== YOUR OBJECTIVE ==
Each line from the start of the listing below through the line containing "TARGET = poster on wall" should be reproduced exactly, with no others.

== AVAILABLE DATA ==
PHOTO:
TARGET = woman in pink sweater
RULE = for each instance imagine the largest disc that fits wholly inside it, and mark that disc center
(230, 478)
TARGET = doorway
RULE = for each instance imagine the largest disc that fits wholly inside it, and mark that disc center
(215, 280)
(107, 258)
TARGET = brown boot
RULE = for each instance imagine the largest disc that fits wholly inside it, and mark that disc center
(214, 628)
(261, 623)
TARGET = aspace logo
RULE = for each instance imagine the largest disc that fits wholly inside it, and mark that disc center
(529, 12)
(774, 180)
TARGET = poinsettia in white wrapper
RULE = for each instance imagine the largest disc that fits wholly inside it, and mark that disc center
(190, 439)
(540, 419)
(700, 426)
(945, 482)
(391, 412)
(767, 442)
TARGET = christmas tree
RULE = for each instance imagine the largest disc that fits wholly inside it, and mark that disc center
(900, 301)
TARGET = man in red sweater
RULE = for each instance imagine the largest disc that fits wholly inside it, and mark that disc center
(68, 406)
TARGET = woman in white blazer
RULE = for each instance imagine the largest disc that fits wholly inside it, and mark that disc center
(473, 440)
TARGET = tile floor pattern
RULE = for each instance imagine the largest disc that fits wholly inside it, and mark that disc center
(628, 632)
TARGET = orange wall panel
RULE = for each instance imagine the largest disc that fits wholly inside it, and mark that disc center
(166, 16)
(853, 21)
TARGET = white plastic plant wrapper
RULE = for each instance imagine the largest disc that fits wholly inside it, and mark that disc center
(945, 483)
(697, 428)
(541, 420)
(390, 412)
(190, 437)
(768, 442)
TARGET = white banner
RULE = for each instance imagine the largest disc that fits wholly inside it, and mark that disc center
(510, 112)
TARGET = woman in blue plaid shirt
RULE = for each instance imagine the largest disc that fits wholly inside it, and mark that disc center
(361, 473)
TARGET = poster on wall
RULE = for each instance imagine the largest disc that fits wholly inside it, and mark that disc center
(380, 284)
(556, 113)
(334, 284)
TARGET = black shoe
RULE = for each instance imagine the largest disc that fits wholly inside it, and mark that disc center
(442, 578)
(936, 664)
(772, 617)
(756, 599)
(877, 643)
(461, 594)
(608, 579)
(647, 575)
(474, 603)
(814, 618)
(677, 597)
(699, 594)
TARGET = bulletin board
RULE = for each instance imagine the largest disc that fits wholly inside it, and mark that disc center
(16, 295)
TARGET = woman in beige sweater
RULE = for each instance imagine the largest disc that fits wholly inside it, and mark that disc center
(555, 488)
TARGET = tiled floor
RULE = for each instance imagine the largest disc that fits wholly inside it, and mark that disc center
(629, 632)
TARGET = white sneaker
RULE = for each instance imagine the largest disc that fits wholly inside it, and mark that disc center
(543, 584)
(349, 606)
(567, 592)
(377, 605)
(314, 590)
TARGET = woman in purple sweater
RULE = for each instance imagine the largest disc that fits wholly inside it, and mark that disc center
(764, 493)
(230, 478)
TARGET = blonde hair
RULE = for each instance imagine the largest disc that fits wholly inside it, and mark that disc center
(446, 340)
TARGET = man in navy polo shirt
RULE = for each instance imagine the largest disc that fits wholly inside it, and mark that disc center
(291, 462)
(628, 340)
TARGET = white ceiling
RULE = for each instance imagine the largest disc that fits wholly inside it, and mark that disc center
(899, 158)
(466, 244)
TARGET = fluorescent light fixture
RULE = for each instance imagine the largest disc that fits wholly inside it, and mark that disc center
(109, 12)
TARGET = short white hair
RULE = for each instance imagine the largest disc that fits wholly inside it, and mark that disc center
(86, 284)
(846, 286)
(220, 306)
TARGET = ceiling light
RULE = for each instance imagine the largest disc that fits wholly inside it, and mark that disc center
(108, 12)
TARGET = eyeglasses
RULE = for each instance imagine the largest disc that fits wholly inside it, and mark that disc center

== ANSWER AREA ==
PHOTO:
TARGET = woman in pink sweater
RULE = for each instance imagine the largest disc that fits wholly inside it, and mark that disc center
(230, 478)
TARGET = doorway
RULE = for each instance imagine the largest disc that fits wholly inside it, and mark that disc center
(215, 280)
(107, 258)
TARGET = brown boot
RULE = for each instance imagine the largest disc that fits wholly inside it, and mark that disc center
(214, 628)
(261, 623)
TARGET = aspace logo
RULE = for each instance imagine the largest disc that fits wholly inside it, and mark that disc center
(529, 12)
(774, 180)
TARGET = poinsettia in white wrapper
RULE = for each instance imagine the largest disc that fits wholly inside it, and mark that disc center
(190, 439)
(540, 419)
(700, 426)
(945, 482)
(391, 412)
(767, 442)
TARGET = christmas tree
RULE = for each instance imagine the largest disc that fits wholly inside it, and mark that disc center
(900, 301)
TARGET = man in red sweater
RULE = for each instance imagine the largest disc that fits wholly inside it, and mark that disc center
(68, 406)
TARGET = woman in white blazer
RULE = for each instance imagine the largest disc that fits wholly inside it, and mark that disc center
(473, 440)
TARGET = tile floor pattern
RULE = for each instance imagine the largest disc that fits wholly inside it, and mark that disc center
(628, 632)
TARGET = orange wall panel
RULE = for each instance imagine the largest disc that fits wholly inside it, and mark that disc center
(166, 16)
(853, 21)
TARGET = white plastic plant wrapper
RULE = for each instance imagine the largest disc that fits wholly inside it, and mark that disc center
(945, 483)
(697, 428)
(541, 420)
(390, 412)
(190, 437)
(768, 442)
TARGET = white banner
RULE = for each instance imagine the largest disc that fits wholly inside it, and mark that disc center
(510, 112)
TARGET = woman in blue plaid shirt
RULE = for each instance imagine the largest disc that fits wholly inside it, and mark that disc center
(361, 473)
TARGET = poster on wall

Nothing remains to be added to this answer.